| Work order |
Where the word "coordinates" shows up in a line below, that line is counted. State how many lines are counted, without any other words.

╭─ Extracted records

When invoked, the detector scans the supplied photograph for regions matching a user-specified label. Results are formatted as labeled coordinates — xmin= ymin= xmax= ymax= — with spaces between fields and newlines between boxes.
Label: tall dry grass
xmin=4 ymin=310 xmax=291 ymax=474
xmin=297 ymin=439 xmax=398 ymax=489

╰─
╭─ Extracted records

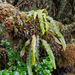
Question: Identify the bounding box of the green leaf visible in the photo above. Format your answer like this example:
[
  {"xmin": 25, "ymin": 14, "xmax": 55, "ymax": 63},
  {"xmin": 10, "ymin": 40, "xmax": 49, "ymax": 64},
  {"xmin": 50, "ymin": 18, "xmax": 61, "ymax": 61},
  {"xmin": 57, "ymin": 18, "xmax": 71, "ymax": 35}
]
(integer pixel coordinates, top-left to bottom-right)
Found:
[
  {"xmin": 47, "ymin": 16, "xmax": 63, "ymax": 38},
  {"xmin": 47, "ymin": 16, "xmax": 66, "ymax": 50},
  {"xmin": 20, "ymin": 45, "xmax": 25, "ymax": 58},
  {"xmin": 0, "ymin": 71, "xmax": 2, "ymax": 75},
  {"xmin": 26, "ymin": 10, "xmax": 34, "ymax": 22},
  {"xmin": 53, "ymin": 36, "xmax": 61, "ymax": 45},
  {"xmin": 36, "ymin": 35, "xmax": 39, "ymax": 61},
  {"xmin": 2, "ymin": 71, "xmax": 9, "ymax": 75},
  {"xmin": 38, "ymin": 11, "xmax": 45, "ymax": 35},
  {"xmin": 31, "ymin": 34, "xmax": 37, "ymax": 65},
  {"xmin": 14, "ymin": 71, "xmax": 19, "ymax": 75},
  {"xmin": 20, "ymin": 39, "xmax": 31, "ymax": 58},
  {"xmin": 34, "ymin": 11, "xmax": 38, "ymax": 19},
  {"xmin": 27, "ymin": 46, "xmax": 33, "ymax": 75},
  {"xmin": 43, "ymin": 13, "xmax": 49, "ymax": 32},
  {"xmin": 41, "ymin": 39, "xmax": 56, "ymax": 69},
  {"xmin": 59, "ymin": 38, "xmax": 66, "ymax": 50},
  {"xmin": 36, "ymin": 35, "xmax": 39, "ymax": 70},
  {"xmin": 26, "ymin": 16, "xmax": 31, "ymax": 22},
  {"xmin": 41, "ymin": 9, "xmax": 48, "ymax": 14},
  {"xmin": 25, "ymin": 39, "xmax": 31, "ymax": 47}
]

╰─

| Reply to the exercise |
2